PASSAGE
Angelica Textile Services confirmed as ‘processing operation’ under state law

PHOENIX — The Arizona Supreme Court has ruled that Angelica Textile Services qualifies for a use tax exemption as a “processing operation” under Arizona law. 

Angelica rents reusable healthcare textiles — such as bedsheets, patient gowns and surgical scrubs — to hospitals, outpatient facilities and long-term care centers in the state.

Arizona law provides a use tax exemption for machinery or equipment used directly in processing operations.

From 2014 to 2018, Angelica purchased equipment and chemicals to use in its textile laundering and disinfecting process and paid state and City of Phoenix use taxes for these purchases. In 2018, Angelica submitted claims for use tax refunds based, in part, on the use tax exemption for processing operations. 

The Arizona Department of Revenue denied roughly half of the requested refund. 

Angelica appealed the Department’s decision to the Arizona tax court, which ruled in favor of the Department. The court of appeals also ruled in favor of the Department, reasoning that Angelica’s business model of renting, laundering and disinfecting, and re-renting healthcare textiles did not qualify for the use tax as a processing operation. The court of appeals also concluded that the exemption did not apply because Angelica did not convert “raw materials” into marketable form.

TASKS FOR THIS EXERCISE
a - Which courts does the article on Angelica's use tax exemption name?
b - Can you resume the article on Angelica's use tax exemption right after its last sentence?

SUPPLIED DATA
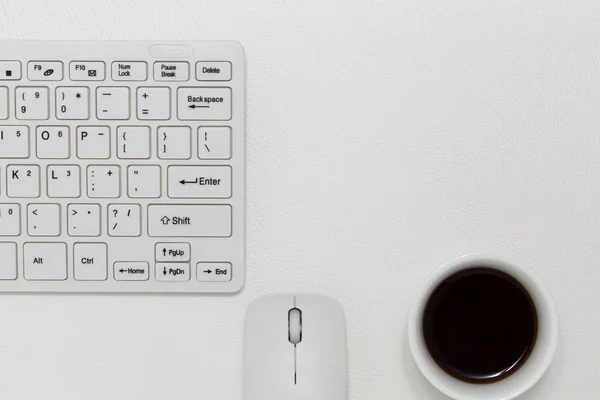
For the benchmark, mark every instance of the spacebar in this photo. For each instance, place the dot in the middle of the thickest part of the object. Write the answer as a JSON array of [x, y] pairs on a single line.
[[180, 220]]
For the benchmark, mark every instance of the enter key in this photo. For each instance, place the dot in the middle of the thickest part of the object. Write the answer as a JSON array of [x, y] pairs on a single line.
[[191, 182]]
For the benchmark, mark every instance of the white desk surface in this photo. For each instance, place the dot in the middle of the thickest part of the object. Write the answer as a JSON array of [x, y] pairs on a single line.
[[384, 139]]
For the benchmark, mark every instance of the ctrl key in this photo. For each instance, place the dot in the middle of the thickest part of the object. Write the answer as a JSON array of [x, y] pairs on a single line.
[[132, 271], [8, 266]]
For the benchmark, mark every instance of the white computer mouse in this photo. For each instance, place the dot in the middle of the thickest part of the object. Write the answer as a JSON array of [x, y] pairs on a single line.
[[295, 349]]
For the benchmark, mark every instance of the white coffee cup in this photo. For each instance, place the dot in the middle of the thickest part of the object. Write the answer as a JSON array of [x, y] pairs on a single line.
[[513, 385]]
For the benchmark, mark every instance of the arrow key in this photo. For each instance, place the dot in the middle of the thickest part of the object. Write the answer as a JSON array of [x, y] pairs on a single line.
[[173, 252], [172, 272]]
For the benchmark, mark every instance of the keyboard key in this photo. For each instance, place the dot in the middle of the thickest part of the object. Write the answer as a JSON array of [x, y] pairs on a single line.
[[174, 142], [196, 181], [8, 266], [184, 220], [10, 220], [214, 142], [32, 103], [213, 71], [131, 271], [93, 142], [10, 70], [87, 71], [112, 103], [104, 181], [23, 180], [124, 220], [14, 141], [175, 272], [133, 142], [45, 261], [72, 103], [43, 220], [213, 271], [45, 70], [172, 252], [171, 71], [90, 261], [3, 102], [153, 103], [143, 181], [84, 219], [52, 142], [129, 71], [64, 181], [204, 103]]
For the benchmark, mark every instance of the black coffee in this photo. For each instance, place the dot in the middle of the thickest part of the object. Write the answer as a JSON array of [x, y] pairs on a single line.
[[480, 325]]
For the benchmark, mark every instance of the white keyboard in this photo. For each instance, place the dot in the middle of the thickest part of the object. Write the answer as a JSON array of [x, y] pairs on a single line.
[[122, 166]]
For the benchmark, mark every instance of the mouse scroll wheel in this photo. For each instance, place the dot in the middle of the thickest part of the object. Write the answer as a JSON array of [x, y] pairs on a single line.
[[295, 326]]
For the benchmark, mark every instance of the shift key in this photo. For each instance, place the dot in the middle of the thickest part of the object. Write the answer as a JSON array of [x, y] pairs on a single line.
[[180, 220]]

EXERCISE ANSWERS
a - The Arizona Supreme Court, the Arizona tax court, and the court of appeals.

b -
The state Supreme Court reversed the court of appeals and the tax court, reasoning that Angelica did not have to convert raw materials into marketable form because the statute only required that a processing operation “prepare a product for the market or convert a product into marketable form.” 

Angelica qualified for the use tax exemption because its processing operation’s complex laundering and chemical disinfecting process changed the nature of the textiles by sterilizing them and rendering them usable for the unique, government-regulated healthcare textile market. 

The state Supreme Court also clarified that Angelica’s business model of renting rather than selling the healthcare textiles was irrelevant under the use tax exemption statute.

Vice Chief Justice John R. Lopez IV, writing for a unanimous court, authored the opinion reversing the tax court’s denial of Angelica’s use tax exemption request, vacating the court of appeals decision, and remanding the case to the tax court for further proceedings.

The decision provides guidance on the standard required for the use tax exemption as a processing operation under A.R.S. § 42-5159(B)(1).